::: Record list :::
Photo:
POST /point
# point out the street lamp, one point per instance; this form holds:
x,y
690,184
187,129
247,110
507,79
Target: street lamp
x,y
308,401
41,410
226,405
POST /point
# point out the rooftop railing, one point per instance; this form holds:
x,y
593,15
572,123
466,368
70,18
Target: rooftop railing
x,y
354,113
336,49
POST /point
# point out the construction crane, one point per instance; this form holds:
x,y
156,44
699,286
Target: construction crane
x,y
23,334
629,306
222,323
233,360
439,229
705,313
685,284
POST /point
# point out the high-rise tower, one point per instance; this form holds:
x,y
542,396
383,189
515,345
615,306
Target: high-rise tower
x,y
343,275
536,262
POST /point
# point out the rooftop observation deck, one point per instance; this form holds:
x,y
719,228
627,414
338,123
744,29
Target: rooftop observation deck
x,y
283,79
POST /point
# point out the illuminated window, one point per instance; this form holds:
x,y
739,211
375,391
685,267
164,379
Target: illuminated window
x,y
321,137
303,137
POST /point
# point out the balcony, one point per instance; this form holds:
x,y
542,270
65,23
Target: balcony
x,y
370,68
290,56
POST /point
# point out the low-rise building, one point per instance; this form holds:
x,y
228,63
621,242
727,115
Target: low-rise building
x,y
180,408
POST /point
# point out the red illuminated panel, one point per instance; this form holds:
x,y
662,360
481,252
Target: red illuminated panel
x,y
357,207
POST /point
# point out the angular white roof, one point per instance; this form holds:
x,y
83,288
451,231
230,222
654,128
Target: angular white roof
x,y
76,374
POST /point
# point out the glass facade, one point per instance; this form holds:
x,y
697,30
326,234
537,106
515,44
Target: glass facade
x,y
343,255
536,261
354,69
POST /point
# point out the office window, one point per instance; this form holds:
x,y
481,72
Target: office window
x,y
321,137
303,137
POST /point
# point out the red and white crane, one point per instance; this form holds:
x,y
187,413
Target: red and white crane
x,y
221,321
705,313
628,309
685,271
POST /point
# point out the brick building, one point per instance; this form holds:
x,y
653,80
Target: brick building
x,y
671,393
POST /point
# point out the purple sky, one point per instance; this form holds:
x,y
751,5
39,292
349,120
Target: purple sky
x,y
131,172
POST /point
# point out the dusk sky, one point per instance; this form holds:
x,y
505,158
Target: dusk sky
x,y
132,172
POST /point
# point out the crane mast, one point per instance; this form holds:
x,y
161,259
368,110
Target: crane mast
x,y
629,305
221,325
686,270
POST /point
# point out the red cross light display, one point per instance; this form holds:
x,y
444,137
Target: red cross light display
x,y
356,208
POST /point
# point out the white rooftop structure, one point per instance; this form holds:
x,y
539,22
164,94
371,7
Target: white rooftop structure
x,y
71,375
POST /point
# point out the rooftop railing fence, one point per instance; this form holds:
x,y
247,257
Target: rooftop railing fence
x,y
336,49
:::
*Work to be completed*. Give the listing above again, word for word.

*Result*.
Photo:
POST /point
# point out the street lamp, one point per instance; this form holds:
x,y
690,184
187,129
247,110
507,79
Target: street lamp
x,y
308,401
41,410
226,405
POST /point
# point out the rooftop railing, one point per instance; this form holds:
x,y
593,15
572,123
466,368
70,18
Target: rooftop railing
x,y
354,113
336,49
POST /point
# point out the construction crane, one point per instance; this form holds:
x,y
156,44
699,286
Target: construction crane
x,y
23,334
629,306
222,323
233,360
439,229
705,313
685,284
POST /point
# point out the high-rise tower, one point per instance; this form holds:
x,y
542,396
383,189
515,345
615,306
Target: high-rise tower
x,y
343,275
536,262
POST /point
# point out the rooftop observation deck, one point per instance; this form holds:
x,y
719,228
627,414
338,123
744,29
Target: rooftop observation deck
x,y
283,79
POST /point
# point out the illuminated window, one point per instance; this form holds:
x,y
739,211
375,391
685,267
164,379
Target: illuminated window
x,y
321,137
303,137
POST /point
# point out the balcony, one point per instance; this form holds:
x,y
542,270
65,23
Target: balcony
x,y
370,68
290,56
POST /point
# point out the low-rise building, one point per instance; this form holds:
x,y
228,63
621,242
727,115
Target: low-rise building
x,y
180,408
POST /point
# point out the red illuminated panel, one point per instance; this form holds:
x,y
662,360
481,252
Target: red illuminated panel
x,y
357,207
POST /point
# point out the angular white roof, one point per instance; this form holds:
x,y
83,288
451,231
230,222
654,128
Target: angular white roof
x,y
76,374
POST /point
# point out the glass facade, one point per instance; this form holds:
x,y
697,30
326,234
537,106
515,44
Target: glass facade
x,y
343,255
536,261
354,69
POST /point
# point out the office window, one point per instance; this form holds:
x,y
481,72
Target: office window
x,y
321,137
303,137
POST /point
# point out the red and white crane, one point per instance; this form holds:
x,y
187,413
Target: red and white crane
x,y
221,321
705,313
628,309
685,271
POST /point
# point out the brick building, one point per instance; this form holds:
x,y
653,80
Target: brick building
x,y
671,393
POST /point
# point out the purple sky, one point per instance; this form holds:
x,y
751,5
39,292
349,120
Target: purple sky
x,y
131,172
POST /point
# point out the dusk sky, one point per instance; this form holds:
x,y
505,158
Target: dusk sky
x,y
132,172
POST /point
# point out the crane mast, one point per instance; this form holds:
x,y
161,259
368,110
Target: crane mast
x,y
629,305
221,325
686,270
POST /point
# point out the red cross light display, one point per instance; this form holds:
x,y
444,137
Target: red cross light display
x,y
356,208
POST /point
# point out the white rooftop structure, one point per instance; this form holds:
x,y
539,22
164,94
371,7
Target: white rooftop structure
x,y
71,375
POST /point
# point out the rooftop railing fence, one point per instance; this form holds:
x,y
247,257
Target: rooftop railing fence
x,y
336,49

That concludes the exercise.